Cora Mondor v. United States District Court For The Central District of California

910 F.2d 585 | 9th Cir. | 1990

910 F.2d 585

59 USLW 2109, 17 Fed.R.Serv.3d 24

Cora MONDOR, Petitioner,
v.
UNITED STATES DISTRICT COURT FOR THE CENTRAL DISTRICT OF
CALIFORNIA, Respondent,
and
The VESSEL "HAI MONG"; Hyundai Merchant Marine Corporation;
Graham & James, Real Parties in Interest.

No. 90-70254.

United States Court of Appeals,
Ninth Circuit.

Submitted July 27, 1990.
Decided August 3, 1990.
As Amended on Denial of Rehearing and
Rehearing En Banc Nov. 7, 1990.

Petition for Writ of Mandamus.

Before NELSON, REINHARDT and BEEZER, Circuit Judges.

1

Petitioner, the plaintiff in the wrongful death case below, originally filed her complaint in California state court. She included in the caption a jury demand that would have satisfied federal rules and procedures if filed in federal court. See Fed.R.Civ.P. 38. Before filing its response to the complaint, the defendant removed the action to the federal court. No further jury demand was made until the pretrial conference held months after all responsive pleadings had been filed. At that time, the district court held that petitioner had waived her right to a jury trial and set the case for a bench trial. Petitioner seeks a writ of mandamus directing the district court to conduct a jury trial.

2

While mandamus relief is extraordinary and is available only in very limited circumstances, the wrongful denial of a jury trial is an appropriate basis for such relief. See Dairy Queen v. Wood, 369 U.S. 469, 82 S.Ct. 894, 8 L.Ed.2d 44 (1962); Myers v. U.S. District Court, 620 F.2d 741 (9th Cir.1980). Thus, the only question presented here is whether the district court erred in denying petitioner's request for a jury trial.

3

Fed.R.Civ.P. 81(c), relating to the removal of actions, provides that the federal rules govern an action once it is removed, and that repleading shall not be necessary unless the district court so orders. Rule 81(c) provides that Rule 38(b) applies to jury demands in removed actions where responsive pleadings have not been filed prior to removal. See Lewis v. Time, Inc., 710 F.2d 549, 556 (9th Cir.1983). The rule further provides that a new jury demand is not necessary when a pre-removal demand has been made that satisfies state law, or when state law does not require an affirmative demand.

- - - -

◆ GOALS ◆
**1.** In the court opinion, on what date was the case decided?
**2.** How many lines of the listing contain the string "hair"? Case counts, and the reply is the number alone.

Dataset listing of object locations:
- - - -

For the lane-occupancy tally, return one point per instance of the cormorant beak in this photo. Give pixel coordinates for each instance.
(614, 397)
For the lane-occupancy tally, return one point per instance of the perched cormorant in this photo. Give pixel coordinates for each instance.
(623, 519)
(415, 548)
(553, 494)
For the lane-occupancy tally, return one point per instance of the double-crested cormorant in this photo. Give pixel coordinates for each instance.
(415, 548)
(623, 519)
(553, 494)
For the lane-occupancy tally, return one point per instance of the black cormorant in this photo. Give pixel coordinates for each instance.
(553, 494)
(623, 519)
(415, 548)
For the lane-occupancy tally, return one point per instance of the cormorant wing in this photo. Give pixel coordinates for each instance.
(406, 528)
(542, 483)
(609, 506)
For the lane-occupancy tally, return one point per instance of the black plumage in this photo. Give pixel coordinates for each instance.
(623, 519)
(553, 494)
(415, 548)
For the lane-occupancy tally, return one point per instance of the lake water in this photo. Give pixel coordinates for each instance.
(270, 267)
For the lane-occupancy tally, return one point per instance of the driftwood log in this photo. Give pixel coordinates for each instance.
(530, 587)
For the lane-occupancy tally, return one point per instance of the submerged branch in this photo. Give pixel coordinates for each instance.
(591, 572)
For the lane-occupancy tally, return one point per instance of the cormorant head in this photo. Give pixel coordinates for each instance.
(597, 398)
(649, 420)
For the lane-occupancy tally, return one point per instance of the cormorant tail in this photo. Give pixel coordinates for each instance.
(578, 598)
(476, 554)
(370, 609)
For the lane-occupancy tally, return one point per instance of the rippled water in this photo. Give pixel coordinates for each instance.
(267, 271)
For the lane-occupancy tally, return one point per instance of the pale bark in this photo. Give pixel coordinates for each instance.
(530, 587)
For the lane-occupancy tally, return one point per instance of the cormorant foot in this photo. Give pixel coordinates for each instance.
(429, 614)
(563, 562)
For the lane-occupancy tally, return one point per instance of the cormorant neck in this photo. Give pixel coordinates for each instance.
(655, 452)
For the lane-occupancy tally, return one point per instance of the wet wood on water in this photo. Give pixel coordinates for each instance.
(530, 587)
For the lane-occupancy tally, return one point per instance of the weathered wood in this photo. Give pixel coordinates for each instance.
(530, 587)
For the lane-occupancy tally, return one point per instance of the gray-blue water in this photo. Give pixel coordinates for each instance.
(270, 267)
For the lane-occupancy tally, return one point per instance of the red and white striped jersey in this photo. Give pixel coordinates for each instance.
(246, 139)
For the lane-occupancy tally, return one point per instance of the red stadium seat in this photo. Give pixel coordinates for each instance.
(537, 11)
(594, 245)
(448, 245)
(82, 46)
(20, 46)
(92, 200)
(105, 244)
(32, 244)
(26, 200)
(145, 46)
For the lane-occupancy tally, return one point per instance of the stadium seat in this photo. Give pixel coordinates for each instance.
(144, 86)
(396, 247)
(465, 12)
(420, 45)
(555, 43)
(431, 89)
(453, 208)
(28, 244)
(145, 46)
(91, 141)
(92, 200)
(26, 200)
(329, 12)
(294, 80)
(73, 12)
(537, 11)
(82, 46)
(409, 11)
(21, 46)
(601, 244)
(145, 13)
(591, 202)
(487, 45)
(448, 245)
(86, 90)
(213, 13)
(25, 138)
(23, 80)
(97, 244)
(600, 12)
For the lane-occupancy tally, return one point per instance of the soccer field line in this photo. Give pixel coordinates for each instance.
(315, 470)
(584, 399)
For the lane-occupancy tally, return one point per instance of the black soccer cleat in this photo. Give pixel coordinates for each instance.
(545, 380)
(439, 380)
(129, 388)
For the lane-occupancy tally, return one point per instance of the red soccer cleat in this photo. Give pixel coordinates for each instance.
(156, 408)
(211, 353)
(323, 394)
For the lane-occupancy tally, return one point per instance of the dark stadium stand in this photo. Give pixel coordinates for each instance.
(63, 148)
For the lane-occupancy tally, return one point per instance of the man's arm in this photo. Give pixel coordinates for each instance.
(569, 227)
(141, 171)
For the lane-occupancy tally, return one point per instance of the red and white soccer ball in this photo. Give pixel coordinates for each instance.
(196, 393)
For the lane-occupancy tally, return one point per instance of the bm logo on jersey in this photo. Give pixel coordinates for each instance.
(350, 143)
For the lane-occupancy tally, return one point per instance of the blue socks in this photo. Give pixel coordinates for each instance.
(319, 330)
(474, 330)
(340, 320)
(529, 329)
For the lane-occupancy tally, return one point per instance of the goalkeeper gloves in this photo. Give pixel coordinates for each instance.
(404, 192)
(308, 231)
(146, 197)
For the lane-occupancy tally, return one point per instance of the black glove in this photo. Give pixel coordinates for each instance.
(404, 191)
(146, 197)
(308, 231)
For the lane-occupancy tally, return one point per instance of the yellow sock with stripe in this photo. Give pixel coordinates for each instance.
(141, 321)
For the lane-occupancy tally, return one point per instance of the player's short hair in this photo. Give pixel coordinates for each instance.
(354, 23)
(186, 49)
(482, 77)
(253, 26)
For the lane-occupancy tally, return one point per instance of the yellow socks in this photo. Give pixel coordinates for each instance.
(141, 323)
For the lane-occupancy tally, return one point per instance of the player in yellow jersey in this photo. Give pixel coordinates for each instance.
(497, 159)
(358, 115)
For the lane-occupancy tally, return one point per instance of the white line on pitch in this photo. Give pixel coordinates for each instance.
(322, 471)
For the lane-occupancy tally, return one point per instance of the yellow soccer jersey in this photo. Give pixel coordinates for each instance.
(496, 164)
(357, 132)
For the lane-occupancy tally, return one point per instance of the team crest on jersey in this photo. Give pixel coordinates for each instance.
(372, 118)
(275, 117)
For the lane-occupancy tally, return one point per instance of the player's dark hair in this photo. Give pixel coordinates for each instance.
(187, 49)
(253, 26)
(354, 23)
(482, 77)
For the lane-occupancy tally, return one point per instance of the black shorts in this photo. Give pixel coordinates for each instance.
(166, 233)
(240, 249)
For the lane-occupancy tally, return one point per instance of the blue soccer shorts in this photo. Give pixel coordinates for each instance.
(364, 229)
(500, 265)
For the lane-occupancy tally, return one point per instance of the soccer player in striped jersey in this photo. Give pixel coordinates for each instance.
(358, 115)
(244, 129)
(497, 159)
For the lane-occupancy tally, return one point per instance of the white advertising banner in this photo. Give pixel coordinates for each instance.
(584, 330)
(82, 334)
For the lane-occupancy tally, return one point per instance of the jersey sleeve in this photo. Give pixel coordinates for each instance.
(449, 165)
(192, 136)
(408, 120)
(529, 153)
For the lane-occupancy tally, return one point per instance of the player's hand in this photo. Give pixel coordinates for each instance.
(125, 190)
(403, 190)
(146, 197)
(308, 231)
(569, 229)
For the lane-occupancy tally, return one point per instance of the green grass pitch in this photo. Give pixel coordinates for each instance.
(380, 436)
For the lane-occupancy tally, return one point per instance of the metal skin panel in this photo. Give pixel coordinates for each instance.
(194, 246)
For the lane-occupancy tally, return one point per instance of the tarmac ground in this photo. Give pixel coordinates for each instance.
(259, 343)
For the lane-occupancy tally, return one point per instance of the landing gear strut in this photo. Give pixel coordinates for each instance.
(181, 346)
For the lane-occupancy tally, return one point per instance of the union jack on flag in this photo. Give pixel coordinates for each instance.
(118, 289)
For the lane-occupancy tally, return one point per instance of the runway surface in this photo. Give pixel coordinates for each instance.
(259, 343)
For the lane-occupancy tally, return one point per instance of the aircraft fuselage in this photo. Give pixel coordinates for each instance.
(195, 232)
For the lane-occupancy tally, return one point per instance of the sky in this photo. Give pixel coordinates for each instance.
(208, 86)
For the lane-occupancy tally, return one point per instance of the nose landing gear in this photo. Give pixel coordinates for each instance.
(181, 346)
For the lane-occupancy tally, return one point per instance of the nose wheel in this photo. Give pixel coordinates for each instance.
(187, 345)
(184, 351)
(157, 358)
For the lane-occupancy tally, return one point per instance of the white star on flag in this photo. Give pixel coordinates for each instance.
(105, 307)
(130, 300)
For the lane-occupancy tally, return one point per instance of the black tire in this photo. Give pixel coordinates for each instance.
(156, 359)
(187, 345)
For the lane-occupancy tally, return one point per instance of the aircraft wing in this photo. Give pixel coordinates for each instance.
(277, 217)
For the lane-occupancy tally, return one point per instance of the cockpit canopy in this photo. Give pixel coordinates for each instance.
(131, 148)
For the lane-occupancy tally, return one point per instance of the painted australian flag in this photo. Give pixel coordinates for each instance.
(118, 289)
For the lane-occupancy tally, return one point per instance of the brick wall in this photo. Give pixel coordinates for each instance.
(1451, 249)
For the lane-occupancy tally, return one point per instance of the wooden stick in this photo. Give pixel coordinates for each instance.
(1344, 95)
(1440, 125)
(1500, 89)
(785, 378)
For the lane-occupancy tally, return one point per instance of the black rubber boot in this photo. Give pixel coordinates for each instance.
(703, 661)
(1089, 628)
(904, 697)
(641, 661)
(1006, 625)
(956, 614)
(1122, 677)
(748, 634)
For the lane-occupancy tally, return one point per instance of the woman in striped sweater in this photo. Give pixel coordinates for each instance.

- - - -

◆ ANSWER LIST ◆
**1.** August 3, 1990.

**2.** 2